Objectif
Écrivez la suite de l'extrait sur l'économie allemande et la précarité de l'emploi, en reprenant après sa dernière phrase.

Extrait du document
--

Selon la même étude, en 2008, le nombre de salariés a augmenté de 1,2 million par rapport à 1999, mais cette progression correspond à une augmentation de 1,9 million du nombre d’emplois précaires, et donc à une perte d’un demi-million d’emplois CDI à plein temps. Un quart des salarié(e)s occupent aujourd’hui un emploi précaire, et cette proportion (la même désormais qu’aux États-Unis) monte à 40 % chez les femmes. « Les emplois salariés précaires sont majoritairement (à 70 %) destinés aux femmes |3|. La proportion de chômeurs indemnisés a chuté de 80 % en 1995 à 35 % en 2008 et toutes les personnes au chômage depuis plus d’un an ont basculé vers l’aide sociale ». (...)
Quand on tente d’expliquer l’attitude actuelle des dirigeants allemands face à la crise de l’Eurozone, on peut émettre l’hypothèse qu’une des leçons qu’ils ont tirées de l’absorption de l’Allemagne de l’Est au début des années 1990 est que les importantes disparités entre travailleurs peuvent être exploitées pour imposer une politique pro-patronale très forte. (...)
Les entreprises allemandes ont choisi d’accroître fortement leur production réalisée dans les pays de l’UE où les salaires sont les plus bas. |5| Les biens intermédiaires sont ensuite rapatriés en Allemagne sans payer de taxe d’import/export, pour y être assemblés puis réexportés principalement vers les autres pays d’Europe. Cela permet de diminuer les coûts de production, de mettre en concurrence les travailleurs allemands avec ceux des autres pays et d’augmenter la rentabilité de ces entreprises. De plus, ces biens assemblés en Allemagne et vendus sur les marchés extérieurs apparaissent bien sûr dans les exportations allemandes, dont une partie importante est en réalité le résultat de l’assemblage de produits importés. Les entreprises des autres pays forts de l’UE font certes de même, mais l’économie allemande est celle qui bénéficie proportionnellement le plus des bas salaires et de la précarisation du travail au sein de la zone euro (y compris à l’intérieur des frontières de l’Allemagne) et de l’UE. (...)

--

Enregistrements fournis
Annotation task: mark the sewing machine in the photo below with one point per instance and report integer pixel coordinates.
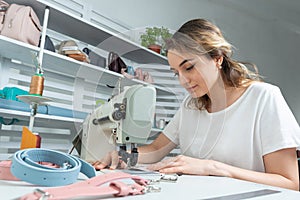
(122, 123)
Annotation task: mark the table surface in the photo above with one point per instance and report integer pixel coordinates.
(186, 187)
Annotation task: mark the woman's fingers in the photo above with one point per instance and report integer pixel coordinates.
(163, 164)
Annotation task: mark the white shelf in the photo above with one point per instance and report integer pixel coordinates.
(39, 118)
(66, 66)
(68, 24)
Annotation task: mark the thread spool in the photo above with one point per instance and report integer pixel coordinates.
(37, 85)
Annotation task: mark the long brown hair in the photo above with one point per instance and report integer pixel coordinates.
(202, 37)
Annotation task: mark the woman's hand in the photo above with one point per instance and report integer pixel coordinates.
(111, 160)
(183, 165)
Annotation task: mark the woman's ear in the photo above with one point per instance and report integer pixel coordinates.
(219, 61)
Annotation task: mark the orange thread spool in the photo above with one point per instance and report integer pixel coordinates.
(37, 85)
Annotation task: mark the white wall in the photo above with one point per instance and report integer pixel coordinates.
(265, 32)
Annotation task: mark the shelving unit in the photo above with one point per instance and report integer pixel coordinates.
(72, 84)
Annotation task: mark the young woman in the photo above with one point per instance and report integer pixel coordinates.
(231, 124)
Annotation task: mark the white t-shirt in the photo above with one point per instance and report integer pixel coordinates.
(258, 123)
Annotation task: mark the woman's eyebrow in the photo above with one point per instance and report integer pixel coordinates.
(184, 61)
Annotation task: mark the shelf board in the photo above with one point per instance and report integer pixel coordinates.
(7, 113)
(17, 50)
(66, 66)
(76, 27)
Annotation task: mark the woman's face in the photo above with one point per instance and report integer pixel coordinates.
(197, 74)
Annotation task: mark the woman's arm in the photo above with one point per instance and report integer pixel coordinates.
(281, 169)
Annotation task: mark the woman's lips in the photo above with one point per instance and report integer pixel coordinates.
(191, 89)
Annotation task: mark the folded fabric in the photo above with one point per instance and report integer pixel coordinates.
(49, 110)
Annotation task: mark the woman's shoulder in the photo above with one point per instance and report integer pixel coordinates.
(263, 87)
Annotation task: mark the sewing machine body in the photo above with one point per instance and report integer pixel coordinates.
(125, 120)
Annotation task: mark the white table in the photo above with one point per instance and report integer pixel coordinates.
(186, 188)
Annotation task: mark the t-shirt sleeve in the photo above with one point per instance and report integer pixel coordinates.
(278, 126)
(172, 128)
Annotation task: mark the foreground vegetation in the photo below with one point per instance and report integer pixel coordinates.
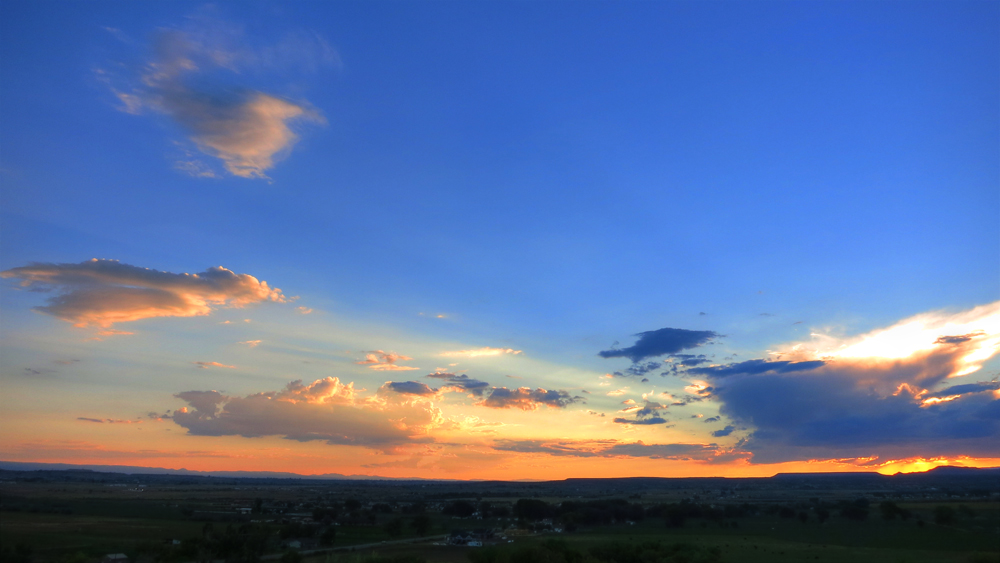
(629, 522)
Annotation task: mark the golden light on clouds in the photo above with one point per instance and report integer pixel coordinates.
(977, 331)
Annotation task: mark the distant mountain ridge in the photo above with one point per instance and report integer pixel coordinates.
(941, 471)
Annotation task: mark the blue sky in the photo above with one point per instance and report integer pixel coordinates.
(551, 177)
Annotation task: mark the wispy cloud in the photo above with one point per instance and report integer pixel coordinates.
(385, 361)
(461, 383)
(525, 399)
(325, 410)
(614, 448)
(661, 342)
(103, 292)
(190, 77)
(883, 394)
(206, 365)
(481, 352)
(108, 420)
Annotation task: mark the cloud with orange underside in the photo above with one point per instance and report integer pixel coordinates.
(888, 394)
(101, 293)
(325, 410)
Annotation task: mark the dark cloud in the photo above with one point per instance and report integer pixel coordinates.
(613, 448)
(690, 360)
(661, 342)
(325, 410)
(859, 408)
(665, 451)
(190, 78)
(959, 339)
(756, 367)
(441, 375)
(647, 414)
(525, 399)
(965, 388)
(724, 432)
(411, 388)
(103, 292)
(641, 421)
(461, 383)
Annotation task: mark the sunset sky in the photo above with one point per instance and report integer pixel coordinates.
(504, 240)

--

Réponse ci-dessous
Pour les dirigeants allemands actuels et le patronat, la crise de la zone euro et les attaques brutales imposées au peuple grec et à d’autres peuples de la Périphérie sont l’occasion d’aller encore plus loin et de reproduire d’une certaine manière à l’échelle européenne ce qu’ils ont fait en Allemagne.
Quant aux autres dirigeants européens des pays les plus forts et aux patrons des grandes entreprises, ils ne sont pas en reste. Ils se félicitent de l’existence d’une zone économique, commerciale et politique commune où les transnationales européennes et les économies du Nord de la zone euro tirent profit de la débâcle du Sud pour renforcer la profitabilité de leurs entreprises et marquer des points en termes de compétitivité par rapport à leurs concurrents nord-américains et chinois. L’intervention de la Troïka et la complicité active des gouvernements de la Périphérie les y aident. Le grand Capital des pays de la Périphérie est favorable à ces politiques car il compte bien lui-même obtenir une part du gâteau des privatisations d’entreprises qu’il convoitait depuis des années. (...)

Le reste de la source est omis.